»»

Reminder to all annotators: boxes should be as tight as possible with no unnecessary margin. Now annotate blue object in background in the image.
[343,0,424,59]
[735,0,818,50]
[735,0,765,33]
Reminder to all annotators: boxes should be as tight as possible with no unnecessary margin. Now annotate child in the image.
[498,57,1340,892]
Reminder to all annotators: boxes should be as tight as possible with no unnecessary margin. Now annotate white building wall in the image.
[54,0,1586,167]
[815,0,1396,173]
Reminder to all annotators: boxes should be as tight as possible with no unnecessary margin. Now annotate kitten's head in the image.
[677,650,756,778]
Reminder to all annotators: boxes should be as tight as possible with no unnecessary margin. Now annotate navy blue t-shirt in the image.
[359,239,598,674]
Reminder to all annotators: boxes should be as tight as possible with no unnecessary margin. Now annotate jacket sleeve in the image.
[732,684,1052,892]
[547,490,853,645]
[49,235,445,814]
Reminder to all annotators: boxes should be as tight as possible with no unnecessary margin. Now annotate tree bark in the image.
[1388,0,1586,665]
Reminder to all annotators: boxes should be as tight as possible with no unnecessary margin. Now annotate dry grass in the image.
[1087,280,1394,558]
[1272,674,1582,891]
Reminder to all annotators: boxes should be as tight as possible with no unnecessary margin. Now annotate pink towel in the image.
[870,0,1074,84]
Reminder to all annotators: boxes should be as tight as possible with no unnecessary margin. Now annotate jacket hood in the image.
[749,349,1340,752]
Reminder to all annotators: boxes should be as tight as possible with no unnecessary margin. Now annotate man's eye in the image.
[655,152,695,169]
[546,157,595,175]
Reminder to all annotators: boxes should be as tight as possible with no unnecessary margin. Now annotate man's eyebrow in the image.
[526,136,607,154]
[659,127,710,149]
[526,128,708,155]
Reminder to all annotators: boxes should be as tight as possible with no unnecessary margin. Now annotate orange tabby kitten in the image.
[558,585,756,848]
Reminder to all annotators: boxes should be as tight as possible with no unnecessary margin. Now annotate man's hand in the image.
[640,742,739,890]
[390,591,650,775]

««

What you have to do: The material should be transcribed in full, character for character.

Written reply:
Reminder to all annotators: boxes should be as tight as possible with no unnecessary margin. Now annotate blue object in background in the image.
[343,0,424,59]
[735,0,818,50]
[735,0,765,33]
Reminder to all annotators: boxes should be as tight as possible with no unnecessary margin. Now annotate child in the image.
[498,57,1340,892]
Reminder to all annotators: boxes should be as tight as possible with no unnecessary margin. Now annotate white building wall in the image.
[54,0,1586,167]
[815,0,1396,173]
Reminder to all annotators: boxes should be as tight as possible with no unnecessary margin. Now annotate kitten's head in the image.
[677,650,756,778]
Reminder to all annotators: boxes should be as tight as possible with no unnecessary margin. Now annotate navy blue t-shirt in the image.
[359,239,598,674]
Reminder to all annotators: boxes should be as tight as possible with no unnecessary margin. Now annotate jacket sleeve in the image.
[732,684,1052,892]
[547,490,853,645]
[49,235,445,814]
Reminder to all annotators: boxes should be as tight as possible with no unnecessary margin. Now annotate tree bark in the image.
[1388,0,1586,665]
Reminder to all annotators: boxes should be as tight as possible with no unnecessary margin. Now annotate dry grass in the image.
[1087,280,1394,558]
[1272,674,1582,891]
Reminder to all annotators: boxes should be as tight as possible with no unnecessary margin. Now annotate pink towel in the image.
[870,0,1074,84]
Reminder to all annotators: boxes should be as tight as possible with no unnecessary margin. Now annotate jacket hood in the image.
[749,349,1340,752]
Reminder to all annotators: boxes should be as tight as possible with no unnecessary margin. Now annotate man's eye in the image.
[655,152,695,169]
[546,157,595,175]
Reminder to all annotators: boxes should be as tight as possible with no unnecessary margin. Now annotate man's eyebrow in the image.
[526,136,607,154]
[659,127,710,149]
[526,128,708,155]
Reminder to all annotators: boxes should be as tight as possible with no unnecessary margin. Now annotate orange tabby kitten in the image.
[558,585,756,848]
Reminder to all annotators: boxes should be as tight as possible with no unnecessary margin. Now annotate man's hand in the image.
[640,742,739,890]
[390,591,650,775]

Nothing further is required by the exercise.